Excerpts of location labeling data
++++
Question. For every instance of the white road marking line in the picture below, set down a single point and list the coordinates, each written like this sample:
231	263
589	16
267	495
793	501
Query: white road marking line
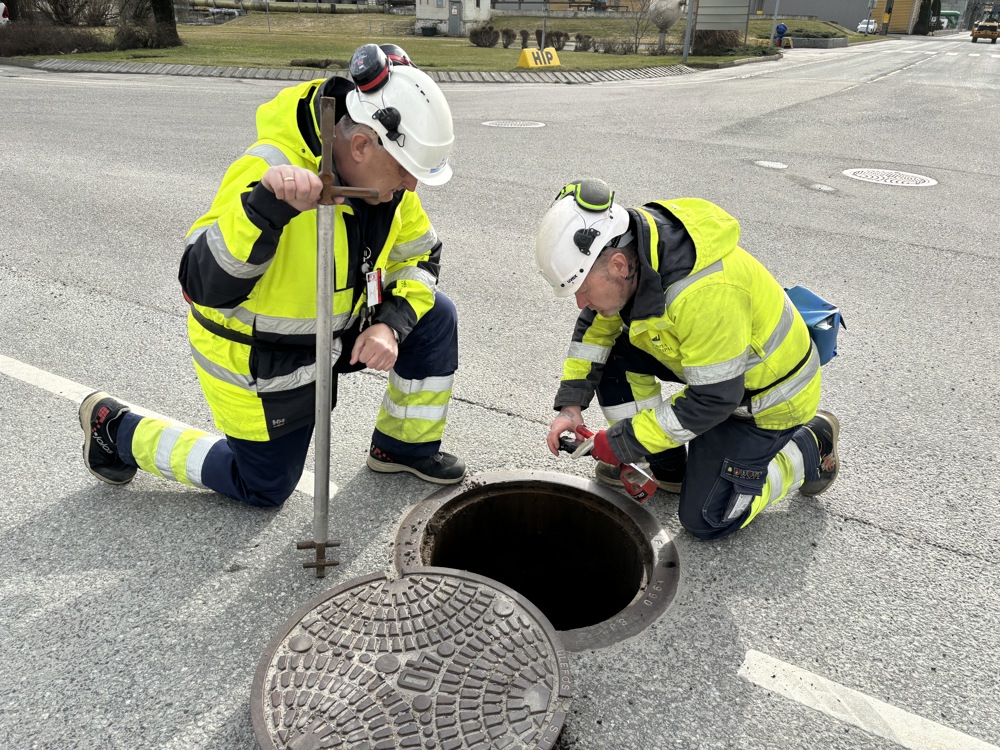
76	392
852	707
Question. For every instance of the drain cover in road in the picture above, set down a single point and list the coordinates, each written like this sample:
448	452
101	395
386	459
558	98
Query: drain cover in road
437	659
513	124
891	177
++++
Write out every line of the data above word for word, leaving out the pictures.

**THE REPLY**
Question. For every instance of the white road marking line in the picture below, set down a single point and list the coordinates, each written like this sample:
231	263
589	16
267	495
793	501
Query: white road marking line
76	392
852	707
Question. For every instance of the drain cover in road in the picture above, set down a single point and list the coordinates, each written like this sample:
448	452
101	395
386	459
558	98
Query: drain cover in road
437	659
513	124
891	177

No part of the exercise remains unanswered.